> **SUPPLIED DATA**
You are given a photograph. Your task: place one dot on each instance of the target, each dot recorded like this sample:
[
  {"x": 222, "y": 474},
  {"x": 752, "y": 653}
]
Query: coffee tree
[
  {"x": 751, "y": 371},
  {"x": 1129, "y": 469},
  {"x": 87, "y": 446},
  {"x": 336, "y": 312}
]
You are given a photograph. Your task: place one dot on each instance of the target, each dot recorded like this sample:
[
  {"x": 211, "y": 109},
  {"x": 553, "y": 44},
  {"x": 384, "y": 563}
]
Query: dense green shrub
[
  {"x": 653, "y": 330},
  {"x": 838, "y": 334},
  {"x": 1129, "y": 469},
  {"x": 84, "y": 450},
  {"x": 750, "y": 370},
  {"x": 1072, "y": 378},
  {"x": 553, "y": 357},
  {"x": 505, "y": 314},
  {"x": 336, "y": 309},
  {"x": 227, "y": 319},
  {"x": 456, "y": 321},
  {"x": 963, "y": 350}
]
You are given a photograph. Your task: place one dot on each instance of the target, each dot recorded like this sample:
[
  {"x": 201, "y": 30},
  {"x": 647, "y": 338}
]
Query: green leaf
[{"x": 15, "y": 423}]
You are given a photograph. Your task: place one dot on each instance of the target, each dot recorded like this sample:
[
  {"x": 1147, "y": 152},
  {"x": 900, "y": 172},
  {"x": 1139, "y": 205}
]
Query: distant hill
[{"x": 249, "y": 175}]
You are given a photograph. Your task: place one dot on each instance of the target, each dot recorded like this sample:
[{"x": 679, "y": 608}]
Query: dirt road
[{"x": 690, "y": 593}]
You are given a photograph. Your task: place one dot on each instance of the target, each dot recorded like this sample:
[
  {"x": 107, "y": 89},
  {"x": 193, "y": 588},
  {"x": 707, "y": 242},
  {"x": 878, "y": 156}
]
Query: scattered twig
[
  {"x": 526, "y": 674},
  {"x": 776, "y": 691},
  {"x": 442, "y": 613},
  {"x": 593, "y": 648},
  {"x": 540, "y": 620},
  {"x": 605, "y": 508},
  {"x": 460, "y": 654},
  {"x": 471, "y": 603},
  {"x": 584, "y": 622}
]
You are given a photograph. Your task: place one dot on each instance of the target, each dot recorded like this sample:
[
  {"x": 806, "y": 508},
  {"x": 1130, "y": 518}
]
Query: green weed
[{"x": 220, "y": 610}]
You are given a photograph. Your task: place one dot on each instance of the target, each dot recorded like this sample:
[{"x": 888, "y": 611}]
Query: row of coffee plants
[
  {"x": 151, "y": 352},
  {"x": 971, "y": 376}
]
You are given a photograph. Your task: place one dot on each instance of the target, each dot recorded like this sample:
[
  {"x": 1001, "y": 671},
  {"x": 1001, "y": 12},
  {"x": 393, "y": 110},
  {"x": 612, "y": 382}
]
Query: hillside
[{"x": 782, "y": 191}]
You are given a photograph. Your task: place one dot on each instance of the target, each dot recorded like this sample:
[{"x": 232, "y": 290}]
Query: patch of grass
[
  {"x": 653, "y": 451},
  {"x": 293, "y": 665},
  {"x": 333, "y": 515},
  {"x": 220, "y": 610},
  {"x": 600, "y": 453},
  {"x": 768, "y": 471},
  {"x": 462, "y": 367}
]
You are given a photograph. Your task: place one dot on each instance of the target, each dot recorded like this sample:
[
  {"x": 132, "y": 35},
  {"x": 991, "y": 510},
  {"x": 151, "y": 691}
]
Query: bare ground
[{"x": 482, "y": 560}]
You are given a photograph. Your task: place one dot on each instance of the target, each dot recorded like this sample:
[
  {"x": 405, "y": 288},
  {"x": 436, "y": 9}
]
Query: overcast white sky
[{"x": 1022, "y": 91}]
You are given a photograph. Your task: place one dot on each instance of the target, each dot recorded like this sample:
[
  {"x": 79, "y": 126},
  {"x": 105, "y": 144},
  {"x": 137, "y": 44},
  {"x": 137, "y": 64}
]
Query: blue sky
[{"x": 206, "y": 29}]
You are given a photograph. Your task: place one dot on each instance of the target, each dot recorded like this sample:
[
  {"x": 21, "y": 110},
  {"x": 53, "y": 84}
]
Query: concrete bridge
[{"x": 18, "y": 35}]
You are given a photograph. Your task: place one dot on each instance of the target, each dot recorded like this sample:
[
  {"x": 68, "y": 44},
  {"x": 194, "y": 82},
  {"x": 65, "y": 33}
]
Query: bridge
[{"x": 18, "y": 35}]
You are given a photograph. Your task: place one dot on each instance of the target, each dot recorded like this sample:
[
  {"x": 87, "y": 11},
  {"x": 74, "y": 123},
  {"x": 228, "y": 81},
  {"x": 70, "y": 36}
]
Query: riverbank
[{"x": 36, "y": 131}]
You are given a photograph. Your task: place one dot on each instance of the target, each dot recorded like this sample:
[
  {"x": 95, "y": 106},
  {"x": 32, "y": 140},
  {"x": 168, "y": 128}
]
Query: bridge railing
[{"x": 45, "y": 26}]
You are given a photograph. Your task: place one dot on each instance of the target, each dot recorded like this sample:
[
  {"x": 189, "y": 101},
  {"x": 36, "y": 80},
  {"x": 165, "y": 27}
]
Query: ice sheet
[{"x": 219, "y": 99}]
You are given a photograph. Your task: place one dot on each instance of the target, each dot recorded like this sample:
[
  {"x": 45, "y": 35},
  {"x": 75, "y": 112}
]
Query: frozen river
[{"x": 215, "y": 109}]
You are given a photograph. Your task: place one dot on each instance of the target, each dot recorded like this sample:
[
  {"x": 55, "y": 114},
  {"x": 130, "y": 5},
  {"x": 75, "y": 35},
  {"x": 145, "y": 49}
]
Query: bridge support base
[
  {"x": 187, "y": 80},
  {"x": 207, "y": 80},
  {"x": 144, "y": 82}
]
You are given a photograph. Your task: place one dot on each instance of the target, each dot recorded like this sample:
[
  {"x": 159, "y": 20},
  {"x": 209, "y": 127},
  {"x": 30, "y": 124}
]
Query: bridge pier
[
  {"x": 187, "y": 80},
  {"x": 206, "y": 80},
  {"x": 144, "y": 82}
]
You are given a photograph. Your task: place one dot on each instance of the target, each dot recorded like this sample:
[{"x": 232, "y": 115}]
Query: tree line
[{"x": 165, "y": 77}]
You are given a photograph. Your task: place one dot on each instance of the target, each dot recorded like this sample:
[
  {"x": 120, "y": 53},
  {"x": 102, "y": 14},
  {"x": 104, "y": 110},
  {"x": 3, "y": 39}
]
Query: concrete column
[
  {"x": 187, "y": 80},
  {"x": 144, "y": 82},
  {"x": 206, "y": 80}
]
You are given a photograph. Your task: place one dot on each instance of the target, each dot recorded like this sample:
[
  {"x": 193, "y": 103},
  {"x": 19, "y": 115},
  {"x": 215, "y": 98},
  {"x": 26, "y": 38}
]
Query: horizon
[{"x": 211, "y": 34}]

> **EXERCISE GOAL**
Word for word, write out all of the data above.

> **SOLUTION TO THIS EXERCISE**
You are given a photograph. Your task: place one dot on each instance of the target, each dot recorded like this sample:
[
  {"x": 222, "y": 474},
  {"x": 752, "y": 653}
]
Query: coffee tree
[
  {"x": 751, "y": 371},
  {"x": 1129, "y": 469},
  {"x": 87, "y": 446},
  {"x": 336, "y": 312}
]
You are given a photograph. Your task: place one dot on each instance of the target, each dot recorded like this sample:
[
  {"x": 211, "y": 109},
  {"x": 553, "y": 44},
  {"x": 384, "y": 563}
]
Query: dense green shrub
[
  {"x": 653, "y": 330},
  {"x": 838, "y": 334},
  {"x": 1129, "y": 469},
  {"x": 84, "y": 450},
  {"x": 750, "y": 370},
  {"x": 1072, "y": 378},
  {"x": 553, "y": 357},
  {"x": 505, "y": 314},
  {"x": 336, "y": 309},
  {"x": 227, "y": 319},
  {"x": 456, "y": 321},
  {"x": 963, "y": 350}
]
You are given a photograph. Your task: place one dot on each instance of the target, each dot recorded like this sample:
[
  {"x": 201, "y": 30},
  {"x": 647, "y": 338}
]
Query: green leaf
[{"x": 15, "y": 423}]
You are given a photograph. Your task: place one dot on each instance of the target, each dot recorded like this sample:
[
  {"x": 1147, "y": 152},
  {"x": 900, "y": 172},
  {"x": 1139, "y": 205}
]
Query: distant hill
[{"x": 249, "y": 175}]
You are given a photograph. Your task: place one dot on each instance of the target, each dot recorded like this sample:
[{"x": 679, "y": 608}]
Query: dirt road
[{"x": 690, "y": 593}]
You are given a photograph. Your task: place one dot on each instance of the target, each dot recorded like this sample:
[
  {"x": 107, "y": 89},
  {"x": 193, "y": 588},
  {"x": 707, "y": 242},
  {"x": 878, "y": 156}
]
Query: scattered twig
[
  {"x": 526, "y": 674},
  {"x": 776, "y": 691},
  {"x": 442, "y": 613},
  {"x": 593, "y": 648},
  {"x": 540, "y": 620},
  {"x": 605, "y": 508},
  {"x": 460, "y": 654},
  {"x": 471, "y": 603},
  {"x": 584, "y": 622}
]
You are given a photograph. Your task: place one dot on each instance of the target, each dot recorded like this sample:
[
  {"x": 806, "y": 508},
  {"x": 1130, "y": 518}
]
Query: green weed
[{"x": 220, "y": 610}]
You are given a photograph. Your task: place one dot on each instance of the target, each dot recorded like this sample:
[{"x": 888, "y": 611}]
Query: row of coffee plants
[
  {"x": 151, "y": 352},
  {"x": 971, "y": 376}
]
You are given a photograph. Your task: place one dot on each instance of the target, each dot recorded like this sample:
[
  {"x": 1001, "y": 671},
  {"x": 1001, "y": 12},
  {"x": 393, "y": 110},
  {"x": 612, "y": 382}
]
Query: hillside
[{"x": 782, "y": 191}]
You are given a photograph. Your task: place one dot on each instance of the target, each dot recorded like this sample:
[{"x": 232, "y": 290}]
Query: patch of grass
[
  {"x": 653, "y": 451},
  {"x": 293, "y": 665},
  {"x": 333, "y": 515},
  {"x": 220, "y": 610},
  {"x": 600, "y": 453},
  {"x": 768, "y": 471},
  {"x": 462, "y": 367}
]
You are given a photograph. Your task: place one dot on each instance of the target, each dot recorded like this sample:
[
  {"x": 132, "y": 35},
  {"x": 991, "y": 510},
  {"x": 151, "y": 691}
]
Query: bare ground
[{"x": 482, "y": 560}]
You are given a photograph. Your task: place one dot on each instance of the target, each dot recorded like this sample:
[
  {"x": 405, "y": 288},
  {"x": 436, "y": 9}
]
Query: overcast white sky
[{"x": 1022, "y": 91}]
You are given a photograph. Your task: place one dot on each instance of the target, each dot recorded like this sample:
[
  {"x": 79, "y": 126},
  {"x": 105, "y": 144},
  {"x": 137, "y": 44},
  {"x": 137, "y": 64}
]
Query: blue sky
[{"x": 206, "y": 29}]
You are given a photograph. Your task: place one dot on each instance of the target, each dot recorded like this sample:
[
  {"x": 21, "y": 110},
  {"x": 53, "y": 84}
]
Query: concrete bridge
[{"x": 18, "y": 35}]
You are given a photograph. Your task: place one dot on each instance of the target, each dot recorded like this sample:
[
  {"x": 68, "y": 44},
  {"x": 194, "y": 82},
  {"x": 65, "y": 33}
]
Query: bridge
[{"x": 18, "y": 35}]
You are given a photograph. Your task: place one dot on each instance of the target, each dot recorded like this sample:
[
  {"x": 87, "y": 11},
  {"x": 74, "y": 123},
  {"x": 228, "y": 81},
  {"x": 70, "y": 36}
]
Query: riverbank
[{"x": 36, "y": 131}]
You are given a photograph. Your task: place one dot on each instance of the target, each dot recorded like this sample:
[
  {"x": 95, "y": 106},
  {"x": 32, "y": 140},
  {"x": 168, "y": 128}
]
Query: bridge railing
[{"x": 45, "y": 26}]
You are given a photograph. Your task: place one dot on each instance of the target, each dot recorded like this sample:
[
  {"x": 189, "y": 101},
  {"x": 36, "y": 80},
  {"x": 165, "y": 27}
]
Query: ice sheet
[{"x": 219, "y": 99}]
You are given a photograph. Your task: place one dot on each instance of the target, each dot recorded like this sample:
[
  {"x": 45, "y": 35},
  {"x": 75, "y": 112}
]
Query: frozen river
[{"x": 215, "y": 109}]
You are given a photograph. Your task: place one dot on each instance of the target, each dot recorded like this sample:
[
  {"x": 55, "y": 114},
  {"x": 130, "y": 5},
  {"x": 75, "y": 35},
  {"x": 145, "y": 49}
]
Query: bridge support base
[
  {"x": 187, "y": 80},
  {"x": 207, "y": 80},
  {"x": 144, "y": 82}
]
You are given a photograph. Your task: place one dot on each instance of the target, each dot recorded like this sample:
[
  {"x": 159, "y": 20},
  {"x": 209, "y": 127},
  {"x": 30, "y": 124}
]
Query: bridge pier
[
  {"x": 187, "y": 80},
  {"x": 206, "y": 80},
  {"x": 144, "y": 82}
]
You are given a photograph. Your task: place one dot on each instance of the target, each dot recorded like this sample:
[{"x": 232, "y": 115}]
Query: tree line
[{"x": 165, "y": 77}]
You are given a photograph. Your task: place one dot on each instance of the target, each dot recorded like this sample:
[
  {"x": 120, "y": 53},
  {"x": 102, "y": 14},
  {"x": 104, "y": 110},
  {"x": 3, "y": 39}
]
Query: concrete column
[
  {"x": 187, "y": 80},
  {"x": 144, "y": 82},
  {"x": 206, "y": 80}
]
You are given a photograph. Your task: place one dot on each instance of the target, each dot recorded like this sample:
[
  {"x": 193, "y": 103},
  {"x": 19, "y": 115},
  {"x": 215, "y": 98},
  {"x": 26, "y": 38}
]
Query: horizon
[{"x": 211, "y": 34}]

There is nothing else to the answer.